=== Tarefa escrita A ===
Localize nos registros todas as linhas que contêm a palavra "bridge" e copie-as.

Monday, June 30, 2014

Zero em futebol, Dez em torcida

Se existisse um boletim de torcedor, essas seriam minhas notas. Não pretendo saber nada de futebol. Nada mais que uma brasileira, criada numa família que não se interessava pelo esporte, possa  conhecer. A gente conhece os nomes, já leu uma ou outra crônica, tem noção de que o Saldanha e o Nelson sabiam escrever sobre as partidas, sabe o que é pênalti – embora nem sempre reconheça com exatidão os motivos para eles serem marcados. Não sei como meus filhos, criados com a indiferença futebolística de pai e mãe, se tornaram apaixonados por futebol, ou por outros esportes. Nasceram assim, herança genética de algum tataravô atlético que desconheço.

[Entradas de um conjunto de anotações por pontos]
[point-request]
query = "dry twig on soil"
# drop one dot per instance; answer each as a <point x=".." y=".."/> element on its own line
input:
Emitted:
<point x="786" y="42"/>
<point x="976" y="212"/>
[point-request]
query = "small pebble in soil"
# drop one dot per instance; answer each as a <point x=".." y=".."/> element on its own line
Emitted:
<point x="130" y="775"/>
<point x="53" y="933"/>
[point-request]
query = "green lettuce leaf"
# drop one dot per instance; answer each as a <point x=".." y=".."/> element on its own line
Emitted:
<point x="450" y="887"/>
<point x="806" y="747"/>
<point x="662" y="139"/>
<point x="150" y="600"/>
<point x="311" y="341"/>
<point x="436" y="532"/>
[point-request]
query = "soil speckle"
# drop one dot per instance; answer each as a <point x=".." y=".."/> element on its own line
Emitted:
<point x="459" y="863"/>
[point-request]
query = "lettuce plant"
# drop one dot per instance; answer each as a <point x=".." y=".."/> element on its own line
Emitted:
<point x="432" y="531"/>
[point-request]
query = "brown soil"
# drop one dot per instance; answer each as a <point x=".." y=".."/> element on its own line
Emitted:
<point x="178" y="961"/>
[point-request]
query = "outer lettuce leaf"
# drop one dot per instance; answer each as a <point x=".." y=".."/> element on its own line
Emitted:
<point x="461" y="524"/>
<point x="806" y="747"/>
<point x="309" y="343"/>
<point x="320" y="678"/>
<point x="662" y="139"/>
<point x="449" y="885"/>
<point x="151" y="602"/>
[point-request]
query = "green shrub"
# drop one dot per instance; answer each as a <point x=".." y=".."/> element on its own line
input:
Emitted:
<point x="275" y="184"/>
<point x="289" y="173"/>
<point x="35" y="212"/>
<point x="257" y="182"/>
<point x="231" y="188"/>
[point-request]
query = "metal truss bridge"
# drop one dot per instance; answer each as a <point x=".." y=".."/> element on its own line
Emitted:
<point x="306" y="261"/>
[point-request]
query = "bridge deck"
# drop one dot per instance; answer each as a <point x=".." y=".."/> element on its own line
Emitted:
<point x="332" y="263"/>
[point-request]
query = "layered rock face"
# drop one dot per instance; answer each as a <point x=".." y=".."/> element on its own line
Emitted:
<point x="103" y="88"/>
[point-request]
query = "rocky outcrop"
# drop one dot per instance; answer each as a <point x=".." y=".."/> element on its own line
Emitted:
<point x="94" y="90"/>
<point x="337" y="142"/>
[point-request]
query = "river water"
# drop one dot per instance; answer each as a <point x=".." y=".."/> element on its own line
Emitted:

=== Tarefa escrita B ===
Diga se cada afirmação abaixo concorda com o texto sobre futebol e torcida. Para cada uma, responda sim ou não e cite as palavras do texto que decidem a resposta.
(i) A autora foi criada numa família que se interessava por futebol.
(ii) Os filhos da autora se tornaram apaixonados por futebol.
(iii) A autora sempre reconhece com exatidão os motivos para a marcação de um pênalti.

=== Resposta completa A ===
query = "metal truss bridge"
query = "bridge deck"

=== Resposta completa B ===
(i) Não: "criada numa família que não se interessava pelo esporte".
(ii) Sim: "se tornaram apaixonados por futebol, ou por outros esportes".
(iii) Não: "embora nem sempre reconheça com exatidão os motivos para eles serem marcados".